*Aim 1*: Format the rows that come after the text as a numbered list, leaving out any blank lines.

*Selection*:

* Begin *

Metrological Evaluation of the Compatibility of Two Different Digital Density Meter Adjustment Methods

Abstract

Brazilian regulation requires the test methods for analysing the shrinkage factor, and the solubility ratio in crude oils must be estimated under the measurement conditions for appropriation. Since these physicochemical parameters depend upon the density, a Brazilian oil company proposed an adapted and more user-friendly methodology for adjusting the digital density meter under high pressure and temperature conditions. This study aimed to evaluate the metrological compatibility of this proposal by comparing it with the fit model presented by a manufacturer of a digital densimeter and with the tabulated reference values of fluid density. Since the density data behaviour presented non-normal distributions, the Wilcoxon signed-rank test showed metrological compatibility between the approaches studied in the pressure range from 0 psi to 1200 psi (8.273709 MPa) and the temperature range from 5 °C to 70 °C.

1. Introduction

In 2000, after the end of the monopoly for oil and natural gas exploration in Brazil, the Brazilian National Agency of Petroleum, Natural Gas and Biofuels (ANP) and the Brazilian National Institute of Metrology Standardization and Industrial Quality (INMETRO) published Joint Resolution No. 1, establishing the Technical Regulation for Measurement of Oil and Natural Gas (RTM) [1].

With the enactment of this regulation, in recent decades, oil and natural gas exploration and production activities in Brazil underwent an accelerated organisational restructuring and adaptation of measurement facilities to meet the RTM [2].

* End *

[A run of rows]
* Begin *

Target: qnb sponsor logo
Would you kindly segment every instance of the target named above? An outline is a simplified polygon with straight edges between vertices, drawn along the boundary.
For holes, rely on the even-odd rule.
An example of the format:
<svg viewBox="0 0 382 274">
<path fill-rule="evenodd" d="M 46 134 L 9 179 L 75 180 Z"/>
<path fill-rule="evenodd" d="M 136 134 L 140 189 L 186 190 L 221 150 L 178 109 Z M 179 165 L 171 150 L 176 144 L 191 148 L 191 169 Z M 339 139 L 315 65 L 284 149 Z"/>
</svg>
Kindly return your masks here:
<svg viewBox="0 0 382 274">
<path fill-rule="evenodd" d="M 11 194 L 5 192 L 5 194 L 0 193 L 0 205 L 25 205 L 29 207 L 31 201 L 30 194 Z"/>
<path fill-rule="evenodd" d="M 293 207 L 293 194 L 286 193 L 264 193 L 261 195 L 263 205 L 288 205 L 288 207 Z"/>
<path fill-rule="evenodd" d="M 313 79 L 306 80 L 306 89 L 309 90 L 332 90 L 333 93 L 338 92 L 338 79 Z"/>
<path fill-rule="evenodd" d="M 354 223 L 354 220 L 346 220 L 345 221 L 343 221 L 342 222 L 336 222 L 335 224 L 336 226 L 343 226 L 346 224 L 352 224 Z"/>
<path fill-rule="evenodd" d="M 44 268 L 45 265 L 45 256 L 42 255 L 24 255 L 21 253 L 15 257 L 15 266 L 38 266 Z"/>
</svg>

* End *

*Aim 2*: In the density meter study above, over what temperature range did the Wilcoxon signed-rank test show the two approaches to be compatible?

*Written answer 1*:
1. Target: qnb sponsor logo
2. Would you kindly segment every instance of the target named above? An outline is a simplified polygon with straight edges between vertices, drawn along the boundary.
3. For holes, rely on the even-odd rule.
4. An example of the format:
5. <svg viewBox="0 0 382 274">
6. <path fill-rule="evenodd" d="M 46 134 L 9 179 L 75 180 Z"/>
7. <path fill-rule="evenodd" d="M 136 134 L 140 189 L 186 190 L 221 150 L 178 109 Z M 179 165 L 171 150 L 176 144 L 191 148 L 191 169 Z M 339 139 L 315 65 L 284 149 Z"/>
8. </svg>
9. Kindly return your masks here:
10. <svg viewBox="0 0 382 274">
11. <path fill-rule="evenodd" d="M 11 194 L 5 192 L 5 194 L 0 193 L 0 205 L 25 205 L 29 207 L 31 201 L 30 194 Z"/>
12. <path fill-rule="evenodd" d="M 293 207 L 293 194 L 286 193 L 264 193 L 261 195 L 263 205 L 288 205 L 288 207 Z"/>
13. <path fill-rule="evenodd" d="M 313 79 L 306 80 L 306 89 L 309 90 L 332 90 L 333 93 L 338 92 L 338 79 Z"/>
14. <path fill-rule="evenodd" d="M 354 223 L 354 220 L 346 220 L 345 221 L 343 221 L 342 222 L 336 222 L 335 224 L 336 226 L 343 226 L 346 224 L 352 224 Z"/>
15. <path fill-rule="evenodd" d="M 44 268 L 45 265 L 45 256 L 42 255 L 24 255 L 21 253 L 15 257 L 15 266 L 38 266 Z"/>
16. </svg>

*Written answer 2*: From 5 °C to 70 °C.